▸ **WHAT YOU ARE ASKED TO DO**:
Identify each line below containing the string "lamp" and copy it.

=== Section Start ===

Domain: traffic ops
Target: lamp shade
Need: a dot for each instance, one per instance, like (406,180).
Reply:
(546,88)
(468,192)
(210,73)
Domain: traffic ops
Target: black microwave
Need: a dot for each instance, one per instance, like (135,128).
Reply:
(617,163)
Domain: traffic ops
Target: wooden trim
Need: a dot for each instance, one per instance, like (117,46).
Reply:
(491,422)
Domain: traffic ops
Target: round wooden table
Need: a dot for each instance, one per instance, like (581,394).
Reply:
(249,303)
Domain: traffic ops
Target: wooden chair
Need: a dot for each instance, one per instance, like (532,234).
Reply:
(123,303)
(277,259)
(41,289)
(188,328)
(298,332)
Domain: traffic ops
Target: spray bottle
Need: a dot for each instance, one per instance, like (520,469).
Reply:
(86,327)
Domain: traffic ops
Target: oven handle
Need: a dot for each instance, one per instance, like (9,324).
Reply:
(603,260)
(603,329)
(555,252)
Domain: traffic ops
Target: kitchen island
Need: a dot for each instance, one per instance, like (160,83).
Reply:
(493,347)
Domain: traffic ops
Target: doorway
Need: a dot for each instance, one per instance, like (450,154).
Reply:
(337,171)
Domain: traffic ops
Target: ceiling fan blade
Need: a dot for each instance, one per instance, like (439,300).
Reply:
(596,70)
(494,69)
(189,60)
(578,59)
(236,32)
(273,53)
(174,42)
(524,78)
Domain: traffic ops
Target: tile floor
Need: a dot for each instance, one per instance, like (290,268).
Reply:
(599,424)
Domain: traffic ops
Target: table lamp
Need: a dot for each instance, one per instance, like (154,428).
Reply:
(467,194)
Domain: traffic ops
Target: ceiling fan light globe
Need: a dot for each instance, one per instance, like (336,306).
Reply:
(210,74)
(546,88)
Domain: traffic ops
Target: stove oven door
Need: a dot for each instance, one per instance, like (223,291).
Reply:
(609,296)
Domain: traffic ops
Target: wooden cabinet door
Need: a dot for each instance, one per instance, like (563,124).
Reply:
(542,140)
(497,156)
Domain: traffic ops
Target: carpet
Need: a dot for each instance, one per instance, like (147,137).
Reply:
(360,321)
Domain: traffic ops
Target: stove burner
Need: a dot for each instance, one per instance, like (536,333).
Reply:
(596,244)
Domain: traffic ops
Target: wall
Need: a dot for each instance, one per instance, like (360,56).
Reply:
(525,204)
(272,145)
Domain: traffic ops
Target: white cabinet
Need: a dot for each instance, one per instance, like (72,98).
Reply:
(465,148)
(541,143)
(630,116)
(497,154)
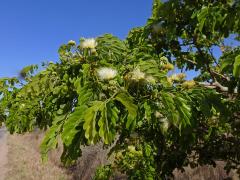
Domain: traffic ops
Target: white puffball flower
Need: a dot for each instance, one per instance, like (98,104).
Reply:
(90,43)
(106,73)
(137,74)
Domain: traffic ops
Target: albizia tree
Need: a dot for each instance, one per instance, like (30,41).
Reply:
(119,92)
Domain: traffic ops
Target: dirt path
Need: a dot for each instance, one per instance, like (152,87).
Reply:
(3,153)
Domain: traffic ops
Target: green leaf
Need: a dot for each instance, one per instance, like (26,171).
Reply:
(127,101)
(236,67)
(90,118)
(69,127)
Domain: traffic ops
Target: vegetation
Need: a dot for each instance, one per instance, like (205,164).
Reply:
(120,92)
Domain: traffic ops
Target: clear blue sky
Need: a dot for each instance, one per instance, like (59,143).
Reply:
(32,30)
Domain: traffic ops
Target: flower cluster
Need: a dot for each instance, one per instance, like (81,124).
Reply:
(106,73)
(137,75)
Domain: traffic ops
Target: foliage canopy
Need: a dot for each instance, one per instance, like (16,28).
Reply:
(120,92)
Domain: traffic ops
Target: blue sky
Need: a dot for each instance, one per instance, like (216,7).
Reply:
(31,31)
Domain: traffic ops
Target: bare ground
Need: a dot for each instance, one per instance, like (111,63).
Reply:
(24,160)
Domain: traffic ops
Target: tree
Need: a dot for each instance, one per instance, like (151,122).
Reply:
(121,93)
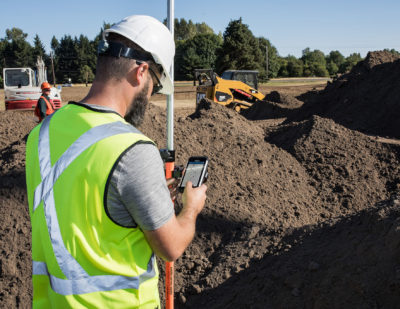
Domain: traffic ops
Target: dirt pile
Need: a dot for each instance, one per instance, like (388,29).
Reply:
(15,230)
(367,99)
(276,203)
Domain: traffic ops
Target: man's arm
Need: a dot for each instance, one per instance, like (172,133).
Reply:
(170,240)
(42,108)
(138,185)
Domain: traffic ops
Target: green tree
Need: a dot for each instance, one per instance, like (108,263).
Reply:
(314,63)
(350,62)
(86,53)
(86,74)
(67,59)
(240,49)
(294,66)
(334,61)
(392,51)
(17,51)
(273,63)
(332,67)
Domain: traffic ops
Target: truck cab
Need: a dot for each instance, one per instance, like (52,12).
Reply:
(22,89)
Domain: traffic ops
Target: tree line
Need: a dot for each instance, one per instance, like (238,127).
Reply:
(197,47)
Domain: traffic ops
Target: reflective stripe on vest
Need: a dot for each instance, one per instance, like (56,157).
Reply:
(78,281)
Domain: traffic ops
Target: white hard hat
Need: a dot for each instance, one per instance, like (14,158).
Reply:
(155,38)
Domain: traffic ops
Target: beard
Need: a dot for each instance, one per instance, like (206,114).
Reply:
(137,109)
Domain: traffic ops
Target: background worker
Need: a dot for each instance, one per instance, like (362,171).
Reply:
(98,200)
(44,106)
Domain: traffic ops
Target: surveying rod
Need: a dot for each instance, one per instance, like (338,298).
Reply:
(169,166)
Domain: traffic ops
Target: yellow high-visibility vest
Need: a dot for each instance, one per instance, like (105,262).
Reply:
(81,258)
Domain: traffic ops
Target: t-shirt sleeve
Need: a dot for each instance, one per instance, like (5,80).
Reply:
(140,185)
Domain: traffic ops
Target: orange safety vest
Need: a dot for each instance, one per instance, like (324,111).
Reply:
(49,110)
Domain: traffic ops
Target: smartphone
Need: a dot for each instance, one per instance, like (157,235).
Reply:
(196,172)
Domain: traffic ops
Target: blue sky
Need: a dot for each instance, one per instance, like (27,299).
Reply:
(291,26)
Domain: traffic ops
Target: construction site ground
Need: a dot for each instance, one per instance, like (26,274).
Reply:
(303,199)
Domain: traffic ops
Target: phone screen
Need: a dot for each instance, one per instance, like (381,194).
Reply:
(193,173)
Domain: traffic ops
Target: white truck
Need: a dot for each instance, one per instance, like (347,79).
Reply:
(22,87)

=== Section End ===

▸ **TASK RESULT**:
Target: lamp shade
Target: table lamp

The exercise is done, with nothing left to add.